• REQUIRED ACTION
Verbatim copy, pictures excluded: every line from the one with "Target: honor guard soldier" through the final line of the data below, and no other line.

(Source records)
^^^^^^^^

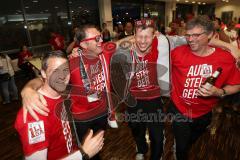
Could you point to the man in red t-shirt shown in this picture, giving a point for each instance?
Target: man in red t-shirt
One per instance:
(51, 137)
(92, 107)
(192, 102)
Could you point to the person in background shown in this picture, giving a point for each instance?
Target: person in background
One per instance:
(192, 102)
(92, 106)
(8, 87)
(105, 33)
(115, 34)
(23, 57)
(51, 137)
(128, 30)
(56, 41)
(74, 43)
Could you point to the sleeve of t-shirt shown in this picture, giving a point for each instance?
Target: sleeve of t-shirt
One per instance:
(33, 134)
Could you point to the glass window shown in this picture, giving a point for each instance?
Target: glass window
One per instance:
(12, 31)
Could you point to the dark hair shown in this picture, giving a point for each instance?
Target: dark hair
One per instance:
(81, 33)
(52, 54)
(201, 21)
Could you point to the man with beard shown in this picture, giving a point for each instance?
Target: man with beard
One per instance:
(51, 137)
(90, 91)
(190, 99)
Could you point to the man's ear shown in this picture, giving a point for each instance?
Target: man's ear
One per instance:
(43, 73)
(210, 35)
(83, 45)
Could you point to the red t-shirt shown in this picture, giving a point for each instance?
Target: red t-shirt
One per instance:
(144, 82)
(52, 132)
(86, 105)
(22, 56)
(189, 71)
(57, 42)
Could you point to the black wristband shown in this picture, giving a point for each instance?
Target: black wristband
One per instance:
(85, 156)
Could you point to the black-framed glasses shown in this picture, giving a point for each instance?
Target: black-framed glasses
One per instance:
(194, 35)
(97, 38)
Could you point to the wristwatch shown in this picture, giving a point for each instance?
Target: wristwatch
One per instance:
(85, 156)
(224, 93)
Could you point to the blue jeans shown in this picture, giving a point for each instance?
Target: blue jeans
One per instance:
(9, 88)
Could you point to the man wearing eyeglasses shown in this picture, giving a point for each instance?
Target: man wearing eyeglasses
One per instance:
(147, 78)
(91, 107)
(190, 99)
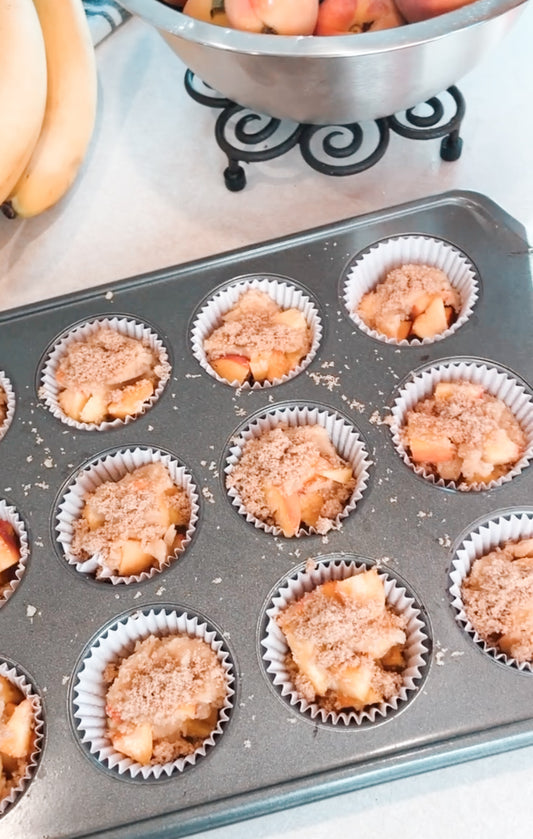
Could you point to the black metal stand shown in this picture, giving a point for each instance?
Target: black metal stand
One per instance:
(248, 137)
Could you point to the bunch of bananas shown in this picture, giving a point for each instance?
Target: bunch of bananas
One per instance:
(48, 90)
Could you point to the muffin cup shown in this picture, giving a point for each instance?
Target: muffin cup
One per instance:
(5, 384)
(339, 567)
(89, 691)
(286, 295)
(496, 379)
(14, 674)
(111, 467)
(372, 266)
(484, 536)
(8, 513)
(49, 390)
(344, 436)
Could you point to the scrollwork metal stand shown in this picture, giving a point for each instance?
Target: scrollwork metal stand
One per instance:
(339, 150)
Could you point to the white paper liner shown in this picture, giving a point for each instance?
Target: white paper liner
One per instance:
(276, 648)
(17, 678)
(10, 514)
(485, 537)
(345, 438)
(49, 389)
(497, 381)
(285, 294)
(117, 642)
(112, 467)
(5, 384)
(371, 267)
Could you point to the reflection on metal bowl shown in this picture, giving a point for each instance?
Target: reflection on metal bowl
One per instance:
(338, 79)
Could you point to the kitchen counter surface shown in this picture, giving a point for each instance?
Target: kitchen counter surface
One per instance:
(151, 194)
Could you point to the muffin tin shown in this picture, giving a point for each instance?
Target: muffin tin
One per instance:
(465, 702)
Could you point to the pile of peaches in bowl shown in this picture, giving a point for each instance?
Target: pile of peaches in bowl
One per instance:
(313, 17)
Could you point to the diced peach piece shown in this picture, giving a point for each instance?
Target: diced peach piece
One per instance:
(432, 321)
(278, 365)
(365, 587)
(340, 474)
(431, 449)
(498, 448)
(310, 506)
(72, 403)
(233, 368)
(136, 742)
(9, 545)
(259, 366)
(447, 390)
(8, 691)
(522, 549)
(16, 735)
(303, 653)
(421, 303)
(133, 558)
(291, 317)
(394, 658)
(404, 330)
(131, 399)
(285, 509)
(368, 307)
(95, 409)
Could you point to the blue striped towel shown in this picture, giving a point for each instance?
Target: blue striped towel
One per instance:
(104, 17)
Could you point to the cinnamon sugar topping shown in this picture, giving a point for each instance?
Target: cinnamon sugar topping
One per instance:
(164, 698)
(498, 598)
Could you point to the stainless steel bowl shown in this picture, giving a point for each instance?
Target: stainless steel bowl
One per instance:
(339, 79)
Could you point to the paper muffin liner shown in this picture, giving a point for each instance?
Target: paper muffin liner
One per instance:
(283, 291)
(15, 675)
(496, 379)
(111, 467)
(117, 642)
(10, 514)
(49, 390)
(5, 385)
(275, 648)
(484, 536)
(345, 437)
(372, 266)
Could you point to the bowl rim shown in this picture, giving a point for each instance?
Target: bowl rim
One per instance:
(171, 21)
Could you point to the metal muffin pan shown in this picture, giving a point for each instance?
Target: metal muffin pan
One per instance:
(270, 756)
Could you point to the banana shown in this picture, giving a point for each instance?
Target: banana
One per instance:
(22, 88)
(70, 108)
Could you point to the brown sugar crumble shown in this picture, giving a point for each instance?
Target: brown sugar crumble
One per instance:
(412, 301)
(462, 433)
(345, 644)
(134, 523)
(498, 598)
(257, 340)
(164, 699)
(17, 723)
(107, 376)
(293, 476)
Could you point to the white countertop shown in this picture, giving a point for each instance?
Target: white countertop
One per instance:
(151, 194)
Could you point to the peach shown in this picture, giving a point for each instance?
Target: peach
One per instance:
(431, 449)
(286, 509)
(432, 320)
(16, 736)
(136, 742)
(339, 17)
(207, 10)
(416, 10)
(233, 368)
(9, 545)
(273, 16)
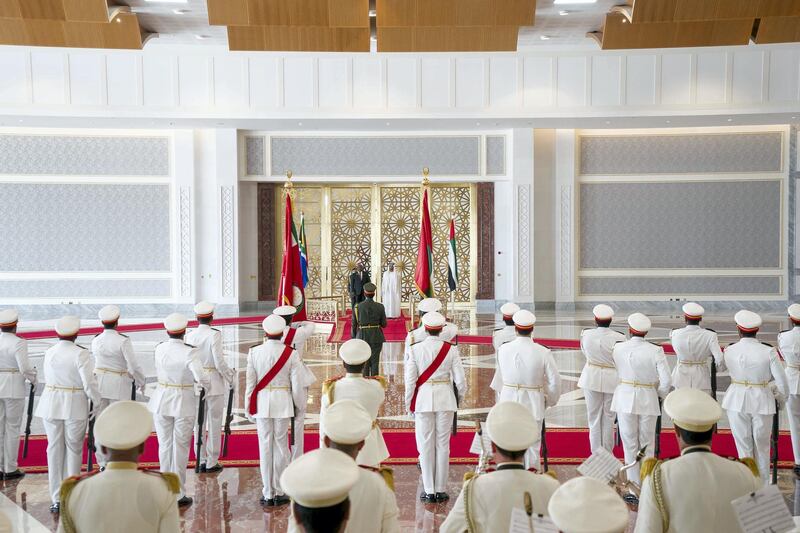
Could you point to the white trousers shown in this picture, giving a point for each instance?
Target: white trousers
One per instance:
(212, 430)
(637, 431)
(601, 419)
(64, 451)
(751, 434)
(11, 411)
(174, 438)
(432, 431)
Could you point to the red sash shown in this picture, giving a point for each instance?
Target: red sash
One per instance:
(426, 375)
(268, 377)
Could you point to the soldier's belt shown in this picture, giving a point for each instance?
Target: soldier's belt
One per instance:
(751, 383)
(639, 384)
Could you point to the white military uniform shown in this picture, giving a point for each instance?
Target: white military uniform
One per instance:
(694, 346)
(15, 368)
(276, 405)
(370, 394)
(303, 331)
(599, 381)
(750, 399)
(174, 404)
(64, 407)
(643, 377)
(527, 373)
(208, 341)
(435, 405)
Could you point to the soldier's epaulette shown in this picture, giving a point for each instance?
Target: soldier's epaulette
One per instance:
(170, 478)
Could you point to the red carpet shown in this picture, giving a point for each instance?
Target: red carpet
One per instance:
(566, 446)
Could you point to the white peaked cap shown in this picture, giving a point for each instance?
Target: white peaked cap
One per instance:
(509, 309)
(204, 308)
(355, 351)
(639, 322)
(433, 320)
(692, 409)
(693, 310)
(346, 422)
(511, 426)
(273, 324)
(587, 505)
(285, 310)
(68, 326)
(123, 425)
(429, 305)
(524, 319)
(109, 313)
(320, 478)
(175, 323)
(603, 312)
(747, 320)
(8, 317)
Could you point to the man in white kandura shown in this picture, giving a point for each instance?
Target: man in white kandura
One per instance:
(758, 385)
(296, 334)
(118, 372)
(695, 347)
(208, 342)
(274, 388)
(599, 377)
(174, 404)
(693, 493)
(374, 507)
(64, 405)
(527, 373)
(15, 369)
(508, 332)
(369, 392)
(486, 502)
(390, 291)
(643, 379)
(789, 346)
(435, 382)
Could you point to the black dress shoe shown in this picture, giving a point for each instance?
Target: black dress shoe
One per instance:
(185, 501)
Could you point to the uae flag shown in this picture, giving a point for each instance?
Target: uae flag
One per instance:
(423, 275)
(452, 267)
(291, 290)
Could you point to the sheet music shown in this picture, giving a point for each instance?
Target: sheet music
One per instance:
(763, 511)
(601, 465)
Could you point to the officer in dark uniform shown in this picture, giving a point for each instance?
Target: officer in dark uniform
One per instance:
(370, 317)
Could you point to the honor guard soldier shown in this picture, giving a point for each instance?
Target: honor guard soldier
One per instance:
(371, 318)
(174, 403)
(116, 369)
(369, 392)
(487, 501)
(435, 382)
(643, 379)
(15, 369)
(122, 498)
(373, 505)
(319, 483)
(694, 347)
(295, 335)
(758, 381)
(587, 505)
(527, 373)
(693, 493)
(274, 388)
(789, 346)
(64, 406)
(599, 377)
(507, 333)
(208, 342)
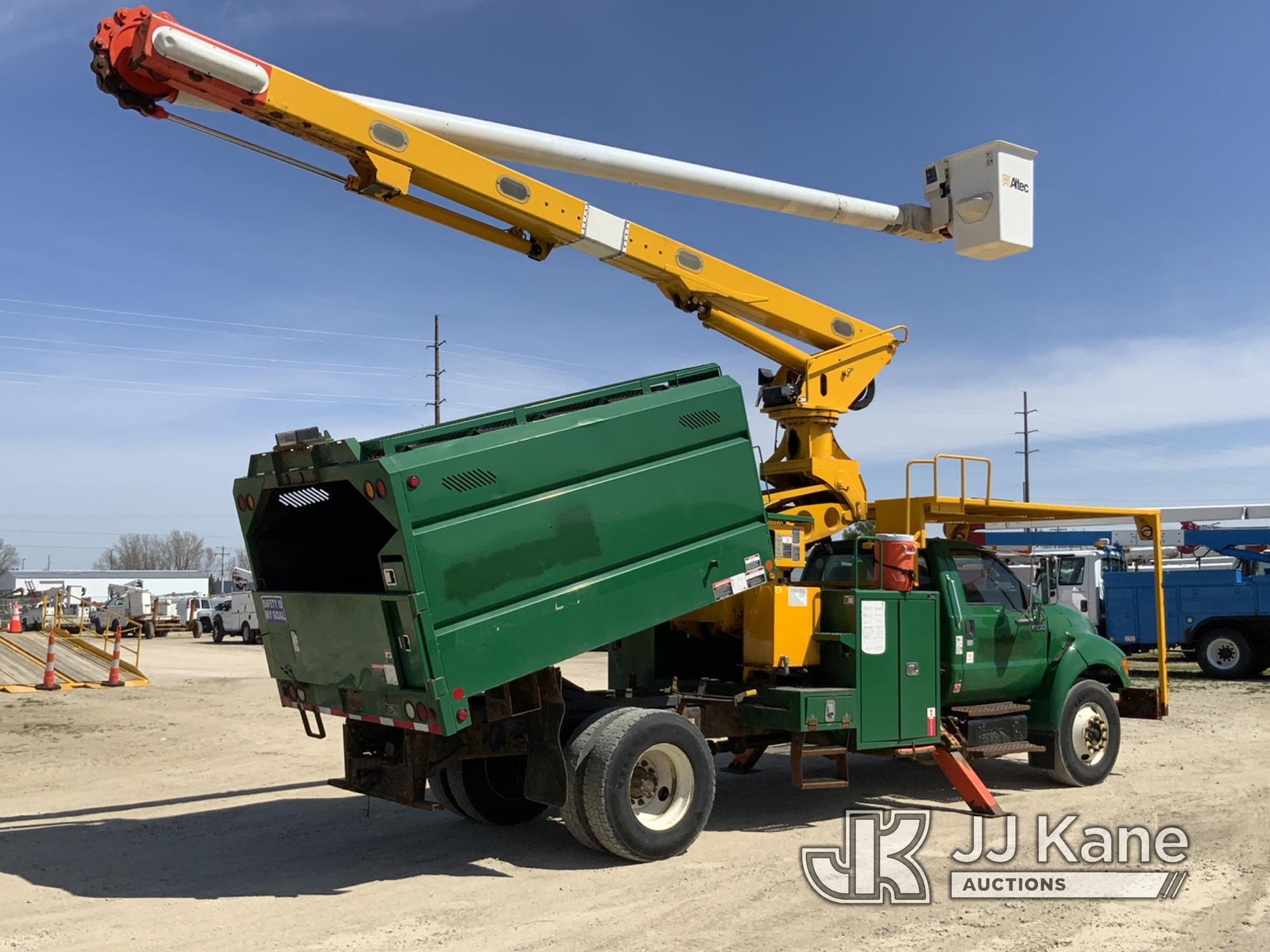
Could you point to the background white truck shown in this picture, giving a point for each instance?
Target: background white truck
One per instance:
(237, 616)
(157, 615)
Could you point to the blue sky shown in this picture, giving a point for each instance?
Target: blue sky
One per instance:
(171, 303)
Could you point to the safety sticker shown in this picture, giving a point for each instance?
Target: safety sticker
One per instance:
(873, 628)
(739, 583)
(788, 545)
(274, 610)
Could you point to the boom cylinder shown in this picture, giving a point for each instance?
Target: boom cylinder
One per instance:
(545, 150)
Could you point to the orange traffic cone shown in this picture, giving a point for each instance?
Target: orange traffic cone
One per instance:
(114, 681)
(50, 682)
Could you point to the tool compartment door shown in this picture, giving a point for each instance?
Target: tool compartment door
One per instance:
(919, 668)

^^^^^^^^

• COMPLETED TASK
Target: honor guard soldier
One per instance:
(371, 318)
(174, 403)
(116, 369)
(369, 392)
(487, 501)
(435, 382)
(643, 379)
(15, 369)
(122, 498)
(373, 505)
(319, 483)
(694, 347)
(295, 335)
(758, 381)
(587, 505)
(527, 373)
(693, 493)
(274, 388)
(789, 346)
(64, 406)
(599, 377)
(507, 333)
(208, 342)
Could you point to the background white truck shown in this picture, giving a point for each instance?
Target: background white truck
One per instance:
(237, 616)
(157, 615)
Could you point to the blue sky shown in this picture, giving a point for each instance?
Target: blue sky
One per instance:
(171, 303)
Could you point to the safety sticker shown in this picture, giving a point for each instance?
Target: safety sticker
One per instance:
(873, 628)
(739, 583)
(788, 545)
(274, 610)
Could you point to the boom cylinder shown in this picture, giving a point for each instance?
Target: boom cylinder
One per instance:
(545, 150)
Could you point to the orange traffic cone shown in this picture, giving a point for each instance?
Target: orange traffic cone
One per instance:
(114, 681)
(50, 682)
Could you point to the tool compartment door shown in this picture, giving a point for each instance?
Target: tool compartment door
One per instance:
(919, 668)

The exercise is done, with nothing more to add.